## Input records
**********
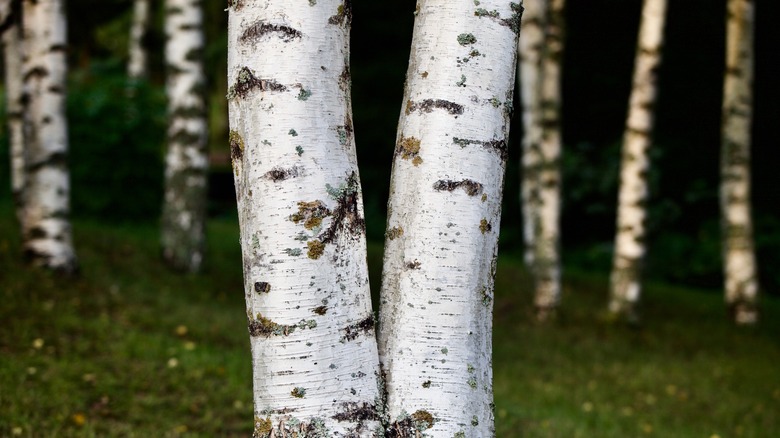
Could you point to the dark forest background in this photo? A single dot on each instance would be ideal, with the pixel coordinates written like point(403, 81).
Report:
point(117, 143)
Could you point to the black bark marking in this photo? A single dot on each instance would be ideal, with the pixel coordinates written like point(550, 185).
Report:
point(279, 174)
point(258, 30)
point(428, 105)
point(472, 188)
point(352, 331)
point(352, 411)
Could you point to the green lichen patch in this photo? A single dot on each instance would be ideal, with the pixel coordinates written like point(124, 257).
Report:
point(280, 174)
point(394, 233)
point(246, 82)
point(343, 14)
point(311, 214)
point(357, 412)
point(257, 31)
point(485, 226)
point(472, 188)
point(428, 105)
point(304, 94)
point(362, 327)
point(465, 39)
point(316, 248)
point(236, 146)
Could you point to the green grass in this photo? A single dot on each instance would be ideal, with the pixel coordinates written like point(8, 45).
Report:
point(130, 349)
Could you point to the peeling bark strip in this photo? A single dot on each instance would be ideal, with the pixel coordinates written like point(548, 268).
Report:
point(186, 162)
point(434, 314)
point(472, 188)
point(625, 279)
point(739, 260)
point(428, 105)
point(45, 199)
point(254, 33)
point(303, 235)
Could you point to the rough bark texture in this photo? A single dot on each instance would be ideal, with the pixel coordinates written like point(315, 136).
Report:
point(137, 65)
point(311, 326)
point(625, 280)
point(445, 201)
point(741, 282)
point(186, 162)
point(45, 225)
point(10, 26)
point(541, 158)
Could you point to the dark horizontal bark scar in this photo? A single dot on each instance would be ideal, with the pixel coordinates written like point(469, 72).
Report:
point(352, 411)
point(498, 146)
point(258, 30)
point(246, 81)
point(428, 105)
point(472, 188)
point(280, 174)
point(352, 331)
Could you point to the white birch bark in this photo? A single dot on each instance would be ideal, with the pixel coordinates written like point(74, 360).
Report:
point(444, 207)
point(137, 64)
point(186, 161)
point(10, 19)
point(45, 225)
point(531, 45)
point(625, 280)
point(315, 362)
point(546, 264)
point(741, 282)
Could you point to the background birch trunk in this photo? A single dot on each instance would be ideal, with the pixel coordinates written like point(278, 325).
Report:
point(10, 19)
point(300, 206)
point(186, 162)
point(546, 266)
point(45, 225)
point(443, 219)
point(625, 280)
point(137, 64)
point(741, 282)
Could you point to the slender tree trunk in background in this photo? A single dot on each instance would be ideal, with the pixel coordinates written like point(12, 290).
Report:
point(546, 264)
point(137, 65)
point(531, 46)
point(741, 282)
point(12, 58)
point(625, 280)
point(45, 225)
point(300, 207)
point(186, 162)
point(443, 219)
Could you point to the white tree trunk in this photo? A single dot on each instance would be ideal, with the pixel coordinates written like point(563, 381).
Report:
point(45, 225)
point(314, 356)
point(531, 46)
point(137, 65)
point(625, 280)
point(445, 202)
point(186, 162)
point(10, 17)
point(741, 282)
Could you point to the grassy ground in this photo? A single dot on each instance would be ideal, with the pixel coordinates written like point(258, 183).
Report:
point(129, 349)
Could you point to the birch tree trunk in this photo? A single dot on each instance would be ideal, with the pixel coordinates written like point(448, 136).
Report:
point(311, 327)
point(10, 19)
point(137, 65)
point(546, 265)
point(186, 162)
point(443, 219)
point(45, 226)
point(741, 282)
point(625, 280)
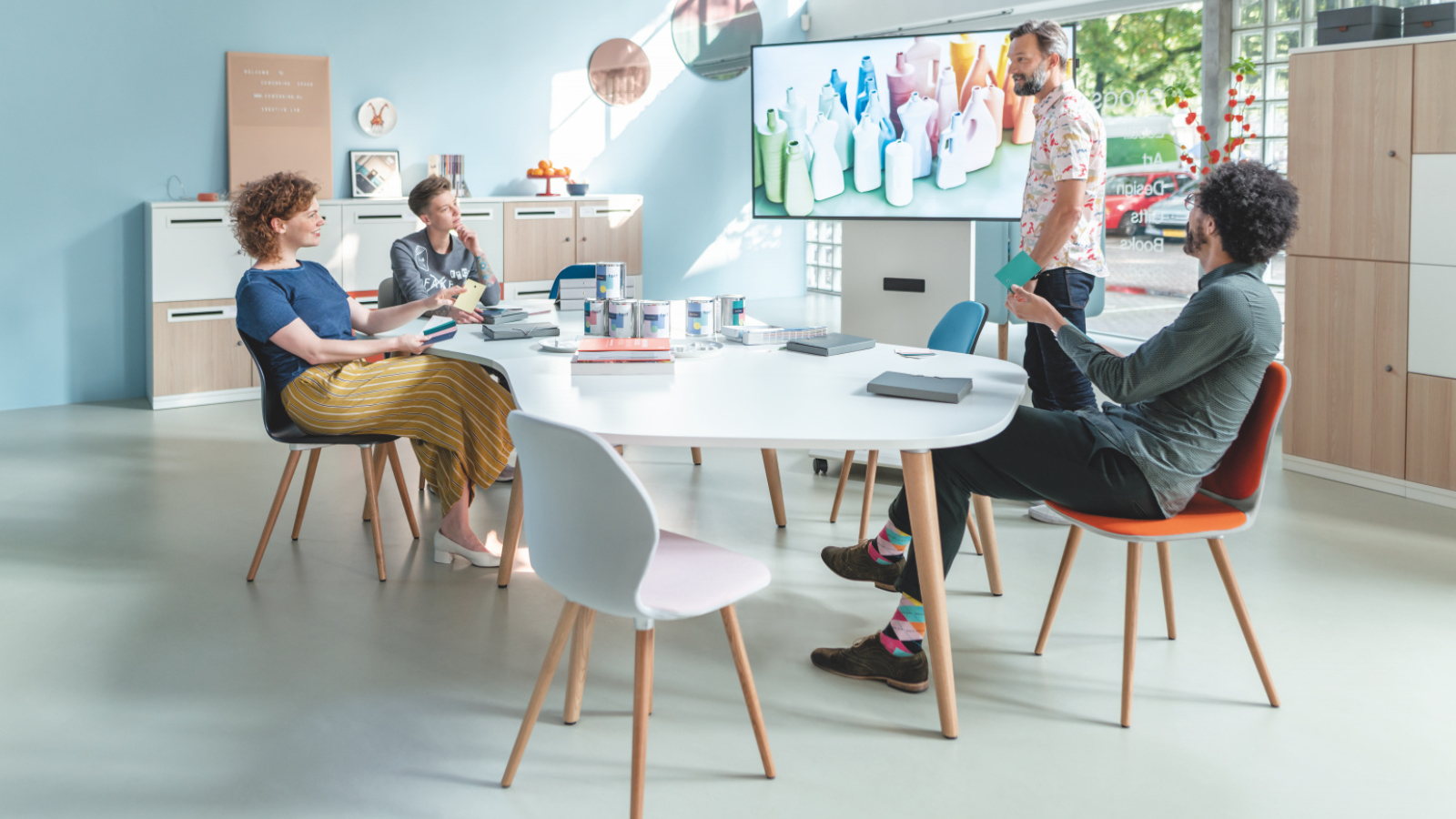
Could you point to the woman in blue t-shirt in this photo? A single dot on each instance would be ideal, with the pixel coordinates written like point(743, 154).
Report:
point(451, 411)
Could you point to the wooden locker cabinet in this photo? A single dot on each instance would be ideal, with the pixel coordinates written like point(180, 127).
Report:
point(1346, 327)
point(196, 349)
point(1350, 152)
point(1431, 450)
point(539, 241)
point(611, 230)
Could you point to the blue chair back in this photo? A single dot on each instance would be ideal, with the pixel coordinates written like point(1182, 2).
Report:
point(572, 271)
point(958, 329)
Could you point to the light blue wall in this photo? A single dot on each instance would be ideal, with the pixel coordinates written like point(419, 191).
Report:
point(104, 101)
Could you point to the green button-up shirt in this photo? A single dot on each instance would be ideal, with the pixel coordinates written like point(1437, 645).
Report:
point(1183, 395)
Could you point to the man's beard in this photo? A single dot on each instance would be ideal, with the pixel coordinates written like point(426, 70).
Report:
point(1028, 86)
point(1196, 241)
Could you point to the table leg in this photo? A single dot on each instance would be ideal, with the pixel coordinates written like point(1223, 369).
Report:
point(926, 538)
point(771, 468)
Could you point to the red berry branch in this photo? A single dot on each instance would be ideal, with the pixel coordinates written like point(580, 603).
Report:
point(1239, 130)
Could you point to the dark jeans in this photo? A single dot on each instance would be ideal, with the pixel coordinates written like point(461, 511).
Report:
point(1041, 455)
point(1056, 382)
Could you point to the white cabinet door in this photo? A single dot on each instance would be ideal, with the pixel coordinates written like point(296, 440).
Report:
point(331, 245)
point(194, 254)
point(369, 230)
point(1433, 349)
point(1433, 201)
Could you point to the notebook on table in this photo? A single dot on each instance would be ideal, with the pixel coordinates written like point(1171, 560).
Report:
point(519, 329)
point(922, 388)
point(832, 344)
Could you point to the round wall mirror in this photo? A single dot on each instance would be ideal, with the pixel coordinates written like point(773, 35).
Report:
point(713, 36)
point(619, 72)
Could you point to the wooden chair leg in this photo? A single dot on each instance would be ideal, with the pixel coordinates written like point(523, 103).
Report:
point(371, 489)
point(750, 693)
point(577, 671)
point(1220, 555)
point(771, 470)
point(553, 649)
point(1063, 571)
point(1135, 576)
point(987, 525)
point(871, 467)
point(1165, 569)
point(404, 493)
point(641, 698)
point(273, 513)
point(308, 486)
point(844, 479)
point(513, 532)
point(972, 528)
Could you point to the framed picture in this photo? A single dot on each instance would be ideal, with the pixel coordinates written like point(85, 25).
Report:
point(376, 174)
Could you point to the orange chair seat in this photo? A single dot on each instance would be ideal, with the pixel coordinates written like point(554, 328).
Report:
point(1203, 515)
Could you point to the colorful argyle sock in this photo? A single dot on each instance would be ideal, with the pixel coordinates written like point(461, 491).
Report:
point(905, 636)
point(890, 545)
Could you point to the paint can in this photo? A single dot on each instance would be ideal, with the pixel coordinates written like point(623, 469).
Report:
point(733, 310)
point(701, 310)
point(611, 280)
point(622, 318)
point(655, 319)
point(596, 312)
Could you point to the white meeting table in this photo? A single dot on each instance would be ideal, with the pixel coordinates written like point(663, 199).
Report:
point(769, 398)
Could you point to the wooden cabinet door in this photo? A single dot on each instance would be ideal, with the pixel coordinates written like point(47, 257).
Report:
point(196, 349)
point(1350, 152)
point(611, 230)
point(1344, 329)
point(1433, 106)
point(539, 241)
point(1431, 436)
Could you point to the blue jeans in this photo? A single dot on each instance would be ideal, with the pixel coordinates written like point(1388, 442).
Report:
point(1055, 379)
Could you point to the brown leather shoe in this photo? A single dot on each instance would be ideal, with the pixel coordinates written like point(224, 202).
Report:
point(868, 659)
point(854, 562)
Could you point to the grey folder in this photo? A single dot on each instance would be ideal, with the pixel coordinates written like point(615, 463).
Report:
point(519, 329)
point(925, 388)
point(832, 344)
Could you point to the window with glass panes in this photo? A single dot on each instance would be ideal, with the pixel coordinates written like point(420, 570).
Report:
point(823, 256)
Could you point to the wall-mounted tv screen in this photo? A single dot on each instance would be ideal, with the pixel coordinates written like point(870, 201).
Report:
point(912, 127)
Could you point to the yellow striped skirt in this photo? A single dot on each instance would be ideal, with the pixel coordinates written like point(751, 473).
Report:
point(451, 411)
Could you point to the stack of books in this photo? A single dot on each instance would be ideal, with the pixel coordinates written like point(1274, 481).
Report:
point(622, 358)
point(575, 290)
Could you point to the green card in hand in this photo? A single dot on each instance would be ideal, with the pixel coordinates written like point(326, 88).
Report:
point(1018, 271)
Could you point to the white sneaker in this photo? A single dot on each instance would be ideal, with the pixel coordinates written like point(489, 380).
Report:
point(1045, 513)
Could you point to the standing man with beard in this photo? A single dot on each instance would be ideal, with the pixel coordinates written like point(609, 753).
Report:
point(1060, 213)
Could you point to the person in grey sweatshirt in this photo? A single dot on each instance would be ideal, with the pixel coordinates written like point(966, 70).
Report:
**********
## Directions for this task
Copy the entries verbatim, from the line containing "Could you point to the green grass" up to and including the line containing "point(130, 349)".

## Result
Could you point to the green grass in this photo? A single dot on each instance would be ideal, with the pixel coordinates written like point(8, 45).
Report:
point(130, 349)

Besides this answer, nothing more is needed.